Starting at the line containing "Q: Locate the pendant" and ending at the line containing "(388, 1246)", write out only that stretch of the material below, with the requests included. Multiply every point coordinate in the answers by 1.3 and round each to a whole number, with halves rounded up, leaving all other text unchanged.

Dataset records ::
....................

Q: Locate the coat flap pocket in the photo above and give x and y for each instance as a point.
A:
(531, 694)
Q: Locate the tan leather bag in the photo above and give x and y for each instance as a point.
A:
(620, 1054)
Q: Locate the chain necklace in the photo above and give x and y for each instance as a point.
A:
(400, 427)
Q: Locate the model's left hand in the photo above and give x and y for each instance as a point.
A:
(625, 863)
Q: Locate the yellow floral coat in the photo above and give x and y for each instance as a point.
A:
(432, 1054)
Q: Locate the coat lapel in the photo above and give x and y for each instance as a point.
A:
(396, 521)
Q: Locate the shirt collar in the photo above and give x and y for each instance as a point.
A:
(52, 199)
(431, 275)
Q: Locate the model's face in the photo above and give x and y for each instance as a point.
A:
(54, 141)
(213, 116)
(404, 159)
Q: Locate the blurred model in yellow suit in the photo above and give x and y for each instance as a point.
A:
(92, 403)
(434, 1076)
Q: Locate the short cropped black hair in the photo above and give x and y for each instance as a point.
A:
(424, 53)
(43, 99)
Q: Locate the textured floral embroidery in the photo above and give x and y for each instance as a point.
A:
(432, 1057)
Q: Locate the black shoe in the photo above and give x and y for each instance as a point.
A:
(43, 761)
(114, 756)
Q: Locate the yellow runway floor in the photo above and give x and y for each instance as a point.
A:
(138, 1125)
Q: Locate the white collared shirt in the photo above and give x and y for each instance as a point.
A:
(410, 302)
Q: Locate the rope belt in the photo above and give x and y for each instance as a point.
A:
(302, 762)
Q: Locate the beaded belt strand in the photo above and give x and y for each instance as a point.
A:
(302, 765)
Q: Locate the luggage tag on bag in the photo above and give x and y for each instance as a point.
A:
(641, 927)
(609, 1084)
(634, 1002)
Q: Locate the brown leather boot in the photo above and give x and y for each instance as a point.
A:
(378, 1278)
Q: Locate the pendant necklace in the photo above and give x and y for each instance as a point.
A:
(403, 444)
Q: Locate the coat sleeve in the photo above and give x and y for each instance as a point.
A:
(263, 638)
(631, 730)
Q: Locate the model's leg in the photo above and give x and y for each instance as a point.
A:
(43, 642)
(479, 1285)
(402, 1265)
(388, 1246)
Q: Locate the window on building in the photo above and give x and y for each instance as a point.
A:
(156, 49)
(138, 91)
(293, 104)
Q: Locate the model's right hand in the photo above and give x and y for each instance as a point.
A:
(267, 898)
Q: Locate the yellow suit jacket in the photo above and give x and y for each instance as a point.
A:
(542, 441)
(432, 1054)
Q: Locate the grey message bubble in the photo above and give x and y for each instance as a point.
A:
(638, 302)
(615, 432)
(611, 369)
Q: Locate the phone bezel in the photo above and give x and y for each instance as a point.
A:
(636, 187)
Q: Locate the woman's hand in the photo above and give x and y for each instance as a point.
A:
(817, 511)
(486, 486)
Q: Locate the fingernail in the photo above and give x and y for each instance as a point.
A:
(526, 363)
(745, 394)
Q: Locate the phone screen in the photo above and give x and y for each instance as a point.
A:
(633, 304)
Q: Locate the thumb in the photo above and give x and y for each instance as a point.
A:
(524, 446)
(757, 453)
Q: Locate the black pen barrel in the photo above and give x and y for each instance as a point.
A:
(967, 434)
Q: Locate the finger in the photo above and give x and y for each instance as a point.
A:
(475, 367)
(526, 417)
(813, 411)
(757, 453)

....................

Written answer ::
Q: Locate the pendant necklace in the photo above and give x and y for each instance as a point.
A:
(524, 577)
Q: Locate the coat sleeve in the photo above and give x and y for each instance as a point.
A:
(342, 829)
(820, 949)
Q: Locate the model's leg in the photo above and give x and y for each instance as a point.
A:
(56, 835)
(623, 1671)
(523, 1645)
(504, 1620)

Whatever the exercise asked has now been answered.